* **Problem requirements**:
Output the lines below verbatim, beginning at the line that contains "the trumpet bell" and continuing through the final line.

--- Start Given entries ---

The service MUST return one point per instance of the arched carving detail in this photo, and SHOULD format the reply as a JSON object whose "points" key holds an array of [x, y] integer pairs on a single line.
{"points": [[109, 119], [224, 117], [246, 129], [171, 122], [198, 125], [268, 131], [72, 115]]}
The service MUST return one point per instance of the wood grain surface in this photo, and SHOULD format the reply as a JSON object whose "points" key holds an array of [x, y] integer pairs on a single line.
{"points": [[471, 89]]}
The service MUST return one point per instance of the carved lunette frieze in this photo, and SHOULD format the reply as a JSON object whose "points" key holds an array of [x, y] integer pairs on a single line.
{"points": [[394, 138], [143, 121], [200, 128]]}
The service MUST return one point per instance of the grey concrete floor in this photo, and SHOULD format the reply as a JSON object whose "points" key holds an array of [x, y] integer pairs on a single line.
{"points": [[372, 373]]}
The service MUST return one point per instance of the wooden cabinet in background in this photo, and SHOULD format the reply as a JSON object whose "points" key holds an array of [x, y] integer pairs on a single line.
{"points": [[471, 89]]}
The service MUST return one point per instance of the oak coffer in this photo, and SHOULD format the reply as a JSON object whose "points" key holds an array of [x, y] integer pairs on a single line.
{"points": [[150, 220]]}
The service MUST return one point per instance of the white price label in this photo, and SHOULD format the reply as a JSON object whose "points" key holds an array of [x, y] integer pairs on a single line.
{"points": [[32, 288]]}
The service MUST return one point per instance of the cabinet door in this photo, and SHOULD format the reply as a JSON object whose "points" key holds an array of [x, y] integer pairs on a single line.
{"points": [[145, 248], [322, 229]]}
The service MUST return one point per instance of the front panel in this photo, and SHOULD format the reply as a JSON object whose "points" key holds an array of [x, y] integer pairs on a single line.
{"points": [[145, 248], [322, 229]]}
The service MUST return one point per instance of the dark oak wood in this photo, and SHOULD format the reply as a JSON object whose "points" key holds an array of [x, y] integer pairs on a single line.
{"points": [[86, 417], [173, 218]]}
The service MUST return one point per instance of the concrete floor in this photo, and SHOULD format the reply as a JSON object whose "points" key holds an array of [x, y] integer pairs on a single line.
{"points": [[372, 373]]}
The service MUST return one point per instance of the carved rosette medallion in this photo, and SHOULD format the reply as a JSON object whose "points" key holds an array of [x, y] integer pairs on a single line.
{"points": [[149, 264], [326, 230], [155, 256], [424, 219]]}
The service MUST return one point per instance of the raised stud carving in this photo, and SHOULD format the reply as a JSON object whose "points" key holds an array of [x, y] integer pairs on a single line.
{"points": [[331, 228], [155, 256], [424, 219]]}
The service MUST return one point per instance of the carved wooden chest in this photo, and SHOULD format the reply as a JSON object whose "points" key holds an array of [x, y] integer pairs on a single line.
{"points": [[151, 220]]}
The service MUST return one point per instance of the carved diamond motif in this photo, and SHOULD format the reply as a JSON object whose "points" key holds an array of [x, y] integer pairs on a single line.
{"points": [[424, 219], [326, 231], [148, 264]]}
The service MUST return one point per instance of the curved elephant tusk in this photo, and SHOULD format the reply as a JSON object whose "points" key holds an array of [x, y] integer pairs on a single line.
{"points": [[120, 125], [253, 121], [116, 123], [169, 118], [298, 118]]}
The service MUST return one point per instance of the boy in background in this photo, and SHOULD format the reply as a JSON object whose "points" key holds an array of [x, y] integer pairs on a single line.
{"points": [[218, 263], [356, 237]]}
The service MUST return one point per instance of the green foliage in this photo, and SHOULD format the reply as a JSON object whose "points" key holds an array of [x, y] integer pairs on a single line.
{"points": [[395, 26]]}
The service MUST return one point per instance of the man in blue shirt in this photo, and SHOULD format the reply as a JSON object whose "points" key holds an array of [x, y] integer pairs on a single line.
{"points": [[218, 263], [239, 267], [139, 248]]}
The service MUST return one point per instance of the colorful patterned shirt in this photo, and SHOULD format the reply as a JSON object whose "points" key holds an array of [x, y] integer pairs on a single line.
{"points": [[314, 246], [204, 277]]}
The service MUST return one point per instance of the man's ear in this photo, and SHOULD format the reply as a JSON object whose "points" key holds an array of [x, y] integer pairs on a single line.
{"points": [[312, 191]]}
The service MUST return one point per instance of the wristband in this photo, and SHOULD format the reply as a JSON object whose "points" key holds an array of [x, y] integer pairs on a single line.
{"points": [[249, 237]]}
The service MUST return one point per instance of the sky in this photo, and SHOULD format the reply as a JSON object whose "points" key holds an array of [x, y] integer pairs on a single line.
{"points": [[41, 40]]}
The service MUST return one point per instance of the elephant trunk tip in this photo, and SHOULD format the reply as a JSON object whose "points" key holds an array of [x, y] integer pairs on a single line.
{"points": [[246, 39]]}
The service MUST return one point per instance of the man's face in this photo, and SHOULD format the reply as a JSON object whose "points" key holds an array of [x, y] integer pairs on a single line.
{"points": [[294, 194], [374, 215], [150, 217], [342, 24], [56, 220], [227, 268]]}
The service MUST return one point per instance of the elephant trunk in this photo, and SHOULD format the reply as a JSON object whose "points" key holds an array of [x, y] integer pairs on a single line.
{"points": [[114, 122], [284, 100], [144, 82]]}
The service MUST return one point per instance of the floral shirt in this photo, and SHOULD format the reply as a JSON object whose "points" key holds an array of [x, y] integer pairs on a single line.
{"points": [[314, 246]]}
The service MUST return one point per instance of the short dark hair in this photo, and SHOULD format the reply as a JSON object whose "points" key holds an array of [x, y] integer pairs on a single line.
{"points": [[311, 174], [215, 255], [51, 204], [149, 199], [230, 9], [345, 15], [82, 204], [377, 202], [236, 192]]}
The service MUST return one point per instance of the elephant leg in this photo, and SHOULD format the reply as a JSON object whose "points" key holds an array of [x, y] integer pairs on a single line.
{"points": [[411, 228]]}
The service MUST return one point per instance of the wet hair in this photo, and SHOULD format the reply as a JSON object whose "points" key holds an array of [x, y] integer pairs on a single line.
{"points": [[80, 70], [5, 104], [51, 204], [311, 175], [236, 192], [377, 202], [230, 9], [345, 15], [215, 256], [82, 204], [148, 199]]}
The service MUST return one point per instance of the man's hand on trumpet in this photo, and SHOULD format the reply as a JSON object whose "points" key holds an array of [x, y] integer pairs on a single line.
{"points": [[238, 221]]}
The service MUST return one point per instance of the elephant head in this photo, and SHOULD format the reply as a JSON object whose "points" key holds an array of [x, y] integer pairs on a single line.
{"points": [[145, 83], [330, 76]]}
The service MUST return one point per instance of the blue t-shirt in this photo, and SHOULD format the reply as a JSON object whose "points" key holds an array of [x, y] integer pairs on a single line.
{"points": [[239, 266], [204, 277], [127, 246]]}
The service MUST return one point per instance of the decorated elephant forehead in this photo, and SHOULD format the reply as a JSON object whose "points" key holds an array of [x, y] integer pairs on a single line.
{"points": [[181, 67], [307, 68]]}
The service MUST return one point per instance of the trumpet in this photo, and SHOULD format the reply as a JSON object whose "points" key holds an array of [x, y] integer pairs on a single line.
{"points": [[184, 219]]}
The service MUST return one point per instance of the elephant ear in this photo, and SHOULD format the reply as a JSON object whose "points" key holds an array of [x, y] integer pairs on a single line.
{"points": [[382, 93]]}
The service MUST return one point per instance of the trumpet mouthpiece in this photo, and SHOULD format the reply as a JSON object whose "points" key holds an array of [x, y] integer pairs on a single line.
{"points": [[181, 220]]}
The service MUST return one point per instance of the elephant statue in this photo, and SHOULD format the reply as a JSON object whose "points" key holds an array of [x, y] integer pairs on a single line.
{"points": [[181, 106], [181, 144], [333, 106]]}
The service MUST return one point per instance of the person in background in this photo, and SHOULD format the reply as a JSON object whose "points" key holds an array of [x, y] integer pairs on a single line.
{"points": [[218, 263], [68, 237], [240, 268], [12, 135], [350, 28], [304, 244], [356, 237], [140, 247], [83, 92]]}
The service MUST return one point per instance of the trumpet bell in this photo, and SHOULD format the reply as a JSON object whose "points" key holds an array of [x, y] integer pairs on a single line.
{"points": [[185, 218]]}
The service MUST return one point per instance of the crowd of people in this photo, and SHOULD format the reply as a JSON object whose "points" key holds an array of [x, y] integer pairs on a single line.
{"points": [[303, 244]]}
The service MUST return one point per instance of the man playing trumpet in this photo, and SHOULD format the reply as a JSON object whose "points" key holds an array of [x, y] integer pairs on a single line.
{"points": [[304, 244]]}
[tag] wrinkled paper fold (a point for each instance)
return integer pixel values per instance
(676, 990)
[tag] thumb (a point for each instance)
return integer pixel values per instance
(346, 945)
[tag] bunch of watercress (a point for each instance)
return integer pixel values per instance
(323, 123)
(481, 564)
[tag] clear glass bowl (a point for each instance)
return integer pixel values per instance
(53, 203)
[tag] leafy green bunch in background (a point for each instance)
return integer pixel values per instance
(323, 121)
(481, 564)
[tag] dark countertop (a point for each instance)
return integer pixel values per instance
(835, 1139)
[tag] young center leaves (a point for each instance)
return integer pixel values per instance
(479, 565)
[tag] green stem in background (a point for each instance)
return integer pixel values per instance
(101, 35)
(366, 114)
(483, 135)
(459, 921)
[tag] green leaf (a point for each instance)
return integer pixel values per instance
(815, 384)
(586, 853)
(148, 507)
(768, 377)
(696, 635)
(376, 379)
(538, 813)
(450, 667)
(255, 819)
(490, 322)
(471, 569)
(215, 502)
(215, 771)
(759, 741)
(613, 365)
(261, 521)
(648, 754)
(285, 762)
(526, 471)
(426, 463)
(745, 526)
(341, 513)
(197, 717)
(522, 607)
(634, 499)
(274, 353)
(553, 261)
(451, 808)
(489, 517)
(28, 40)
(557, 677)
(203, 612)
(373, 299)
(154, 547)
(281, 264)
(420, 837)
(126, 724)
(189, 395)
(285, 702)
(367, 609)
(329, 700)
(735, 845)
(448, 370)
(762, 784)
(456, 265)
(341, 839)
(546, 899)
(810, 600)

--- End Given entries ---

* **Final result**:
The service MUST return one point per instance of the trumpet bell in this photo, and SHOULD format the reply as a JSON object whose "points" key holds an array of [x, y] integer pairs on a single line.
{"points": [[185, 218]]}
The service MUST return one point per instance of the crowd of people in this photo, and SHOULD format the reply as a JSON object whose "points" key holds an array of [x, y] integer pairs on a single line.
{"points": [[303, 244]]}
The service MUST return one point per instance of the man playing trumpet in this photo, and SHOULD format the reply as a JSON object whose "points" key holds an array of [x, y] integer pairs on a single line.
{"points": [[304, 244]]}
[tag] wrinkled paper fold (a point for each instance)
return integer pixel values per instance
(676, 990)
[tag] thumb (a point for each instance)
return integer pixel values per instance
(346, 945)
[tag] bunch of watercress (a point for each instance)
return integer pixel values per instance
(323, 123)
(481, 564)
[tag] clear glass bowl (a point for each instance)
return integer pixel values per instance
(53, 203)
[tag] leafy green bunch in background (a point for each instance)
return integer pixel values per instance
(323, 121)
(481, 564)
[tag] dark countertop (a point for each instance)
return integer pixel values per instance
(835, 1139)
[tag] young center leaves (a point for each instance)
return integer pixel values per instance
(479, 565)
[tag] green stem in background (a point for each instance)
return integer pixel values per instance
(101, 35)
(366, 114)
(483, 135)
(459, 921)
[tag] green leaf (a point for each instance)
return integer pixel values per instance
(815, 384)
(586, 853)
(148, 507)
(768, 377)
(696, 635)
(376, 379)
(538, 813)
(450, 667)
(255, 819)
(490, 322)
(471, 569)
(215, 502)
(215, 771)
(759, 741)
(613, 365)
(261, 521)
(648, 754)
(285, 762)
(526, 471)
(426, 463)
(745, 526)
(341, 513)
(197, 717)
(522, 607)
(634, 499)
(274, 353)
(553, 261)
(451, 808)
(489, 517)
(28, 40)
(557, 677)
(203, 612)
(373, 299)
(154, 547)
(281, 264)
(420, 837)
(126, 724)
(189, 395)
(285, 702)
(367, 609)
(329, 700)
(735, 845)
(448, 370)
(762, 784)
(456, 265)
(341, 839)
(546, 899)
(810, 600)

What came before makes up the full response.